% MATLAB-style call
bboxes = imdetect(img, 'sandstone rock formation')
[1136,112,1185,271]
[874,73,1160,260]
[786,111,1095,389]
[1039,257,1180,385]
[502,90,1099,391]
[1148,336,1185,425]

⁂

WHAT IS EXPECTED | Transcribe each line of the data exactly, skipping none.

ANSWER SPACE |
% MATLAB-style call
bboxes = imdetect(img, 'sandstone rock formation')
[1136,112,1185,271]
[874,73,1160,260]
[786,111,1095,389]
[1039,257,1180,385]
[502,90,1099,391]
[1148,336,1185,425]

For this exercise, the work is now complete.